◆ Supplied passage ◆
────────────────────

Readers are introduced to 9-year-old Ukranian Lida as she's awaiting medical examination by the Nazis, where she's separated from her little sister, Larissa, and then loaded on a train car.
There she meets Luka, who offers hope because he's escaped from the Nazis once, and sick Marika. A stranger saves Lida's life by telling her to make herself useful, or the guards will kill her.
Like all the other girls and women, Lida's forced to undress in front of the boys and have her head shaved. Then she's forced to work for the Nazis. It's toward the end of WWII, and she manages to eke out a spot in the laundry with her embroidery and sewing skills.
But when she gets a new piece of clothing from the supervisor in the laundry and shares it with a friend in the camp, it's noticed by her jailers. She's ripped from that relatively safe environment, and assigned to a weapons factory, making bombs.
It's incredibly dangerous work for small children, but even though they're being watched, they manage to slip sand into the explosive powder.
Then one day, the bombs get close -- so close, they hit the factory. And Lida sees a face in a German car, one she thinks is hauntingly familiar. It looks so much like Larissa, but could it be? Could her little sister have survived the Nazis and be riding around in a car, like a pampered child?
I won't spoil the ending. There's plenty of summaries of this book available online, but I would hope you'd want to read and discover it for yourself. Enjoy.
While there is a plethora of pay-for teaching resources for this book, I was disappointed in what the publisher, Scholastic, offers teachers for free. There just wasn't enough available for me to recommend this book to teachers, who already face buying class copies, but it will be included as a "recommended read" for WWII.

────────────────────

◆ Given data ◆
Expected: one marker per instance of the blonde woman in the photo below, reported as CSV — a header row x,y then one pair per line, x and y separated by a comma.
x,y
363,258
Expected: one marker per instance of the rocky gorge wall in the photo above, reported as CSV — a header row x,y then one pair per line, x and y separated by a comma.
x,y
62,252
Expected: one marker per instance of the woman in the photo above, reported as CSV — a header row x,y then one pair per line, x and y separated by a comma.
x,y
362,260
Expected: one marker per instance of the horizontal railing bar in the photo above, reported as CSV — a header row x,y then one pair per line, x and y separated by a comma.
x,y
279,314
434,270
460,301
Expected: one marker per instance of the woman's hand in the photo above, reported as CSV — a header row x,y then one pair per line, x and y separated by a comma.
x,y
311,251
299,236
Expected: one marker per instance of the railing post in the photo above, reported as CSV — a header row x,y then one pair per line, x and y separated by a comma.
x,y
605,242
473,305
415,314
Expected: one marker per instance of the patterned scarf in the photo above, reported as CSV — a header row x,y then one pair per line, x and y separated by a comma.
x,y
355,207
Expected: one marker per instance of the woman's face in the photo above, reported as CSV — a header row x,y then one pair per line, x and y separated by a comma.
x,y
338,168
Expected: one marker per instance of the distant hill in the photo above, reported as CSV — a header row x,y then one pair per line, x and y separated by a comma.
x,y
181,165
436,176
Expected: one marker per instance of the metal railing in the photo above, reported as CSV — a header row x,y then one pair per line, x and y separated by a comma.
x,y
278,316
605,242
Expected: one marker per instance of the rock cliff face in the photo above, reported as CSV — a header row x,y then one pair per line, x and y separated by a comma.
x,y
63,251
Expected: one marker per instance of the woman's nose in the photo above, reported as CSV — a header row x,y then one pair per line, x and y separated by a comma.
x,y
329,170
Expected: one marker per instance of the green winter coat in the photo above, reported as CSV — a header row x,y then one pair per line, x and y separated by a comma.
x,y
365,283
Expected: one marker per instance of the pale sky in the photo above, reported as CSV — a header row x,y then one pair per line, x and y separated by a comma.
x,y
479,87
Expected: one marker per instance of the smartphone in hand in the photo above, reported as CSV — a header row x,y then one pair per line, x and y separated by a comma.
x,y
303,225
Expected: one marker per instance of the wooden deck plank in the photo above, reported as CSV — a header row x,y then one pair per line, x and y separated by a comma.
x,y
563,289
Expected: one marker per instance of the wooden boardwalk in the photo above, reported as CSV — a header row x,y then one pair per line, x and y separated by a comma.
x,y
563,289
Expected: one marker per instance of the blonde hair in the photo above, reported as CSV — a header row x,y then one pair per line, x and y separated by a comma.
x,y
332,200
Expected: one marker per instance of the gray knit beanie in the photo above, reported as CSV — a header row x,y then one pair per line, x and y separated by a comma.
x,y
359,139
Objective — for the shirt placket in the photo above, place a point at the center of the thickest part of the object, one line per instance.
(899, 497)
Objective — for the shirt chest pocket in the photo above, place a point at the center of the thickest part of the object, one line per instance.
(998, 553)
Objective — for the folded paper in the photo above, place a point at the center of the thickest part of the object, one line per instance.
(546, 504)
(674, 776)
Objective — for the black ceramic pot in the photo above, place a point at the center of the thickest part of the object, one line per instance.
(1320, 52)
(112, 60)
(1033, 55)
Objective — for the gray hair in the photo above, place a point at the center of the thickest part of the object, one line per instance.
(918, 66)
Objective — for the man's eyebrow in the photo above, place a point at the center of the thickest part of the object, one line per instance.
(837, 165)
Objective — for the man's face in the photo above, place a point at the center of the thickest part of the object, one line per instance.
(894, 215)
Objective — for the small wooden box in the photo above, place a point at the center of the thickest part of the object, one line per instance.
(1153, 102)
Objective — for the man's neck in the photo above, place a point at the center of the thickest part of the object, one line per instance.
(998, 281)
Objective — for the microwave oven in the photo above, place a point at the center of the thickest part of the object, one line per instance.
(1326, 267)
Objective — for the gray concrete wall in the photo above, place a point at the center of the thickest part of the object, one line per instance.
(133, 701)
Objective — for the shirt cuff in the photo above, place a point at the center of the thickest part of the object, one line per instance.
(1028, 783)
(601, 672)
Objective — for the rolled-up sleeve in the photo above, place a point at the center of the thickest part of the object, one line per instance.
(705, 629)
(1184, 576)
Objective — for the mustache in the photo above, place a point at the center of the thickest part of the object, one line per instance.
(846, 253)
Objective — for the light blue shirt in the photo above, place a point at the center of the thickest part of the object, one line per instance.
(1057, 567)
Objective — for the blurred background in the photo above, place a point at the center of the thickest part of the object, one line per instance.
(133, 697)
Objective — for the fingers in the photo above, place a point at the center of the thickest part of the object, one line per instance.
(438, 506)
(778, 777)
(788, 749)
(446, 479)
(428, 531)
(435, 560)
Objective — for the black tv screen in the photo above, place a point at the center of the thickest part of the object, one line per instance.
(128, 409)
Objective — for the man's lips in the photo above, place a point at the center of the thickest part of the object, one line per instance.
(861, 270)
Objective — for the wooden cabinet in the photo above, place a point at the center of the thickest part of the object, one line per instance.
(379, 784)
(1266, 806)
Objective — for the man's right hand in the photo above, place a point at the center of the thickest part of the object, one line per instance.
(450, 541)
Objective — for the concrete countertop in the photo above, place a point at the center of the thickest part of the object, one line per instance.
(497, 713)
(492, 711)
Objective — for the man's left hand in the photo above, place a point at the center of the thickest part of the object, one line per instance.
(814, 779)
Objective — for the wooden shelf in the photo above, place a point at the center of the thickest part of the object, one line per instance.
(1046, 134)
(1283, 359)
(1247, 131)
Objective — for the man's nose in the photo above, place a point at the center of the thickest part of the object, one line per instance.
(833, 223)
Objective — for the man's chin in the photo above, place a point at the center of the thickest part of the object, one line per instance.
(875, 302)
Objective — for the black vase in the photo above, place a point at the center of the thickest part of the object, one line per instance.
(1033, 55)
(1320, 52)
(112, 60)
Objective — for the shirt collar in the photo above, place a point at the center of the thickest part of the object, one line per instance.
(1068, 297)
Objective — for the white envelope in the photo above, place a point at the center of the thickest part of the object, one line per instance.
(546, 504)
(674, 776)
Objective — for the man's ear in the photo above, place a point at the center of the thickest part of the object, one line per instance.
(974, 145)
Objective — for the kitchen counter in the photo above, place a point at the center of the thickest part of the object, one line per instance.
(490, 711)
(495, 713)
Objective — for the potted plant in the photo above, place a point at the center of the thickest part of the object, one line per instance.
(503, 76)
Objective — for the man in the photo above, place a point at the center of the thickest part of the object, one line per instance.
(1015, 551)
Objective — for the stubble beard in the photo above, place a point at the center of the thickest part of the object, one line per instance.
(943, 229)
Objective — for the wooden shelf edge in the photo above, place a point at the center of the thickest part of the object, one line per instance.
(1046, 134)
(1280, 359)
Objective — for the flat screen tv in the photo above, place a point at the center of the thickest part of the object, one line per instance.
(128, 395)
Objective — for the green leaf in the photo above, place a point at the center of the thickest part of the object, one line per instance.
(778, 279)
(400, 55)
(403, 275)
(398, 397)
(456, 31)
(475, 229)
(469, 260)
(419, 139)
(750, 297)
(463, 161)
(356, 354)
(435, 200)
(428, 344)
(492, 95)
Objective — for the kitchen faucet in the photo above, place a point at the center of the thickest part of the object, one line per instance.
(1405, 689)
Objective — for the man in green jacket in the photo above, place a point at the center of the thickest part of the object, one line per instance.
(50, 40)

────────────────────

◆ What you need to do ◆
**a)** According to the book review, which publisher's free teaching resources left the reviewer disappointed?
**b)** Reproduce verbatim the part of the book review between "Like all the" and "and sewing skills.", inclusive.
**c)** Translate this sentence from the book review into Spanish: "It's incredibly dangerous work for small children, but even though they're being watched, they manage to slip sand into the explosive powder."

◆ Responses ◆
**a)** Scholastic

**b)**
Like all the other girls and women, Lida's forced to undress in front of the boys and have her head shaved. Then she's forced to work for the Nazis. It's toward the end of WWII, and she manages to eke out a spot in the laundry with her embroidery and sewing skills.

**c)** Es un trabajo increíblemente peligroso para niños pequeños, pero aunque los vigilan, logran meter arena en la pólvora explosiva.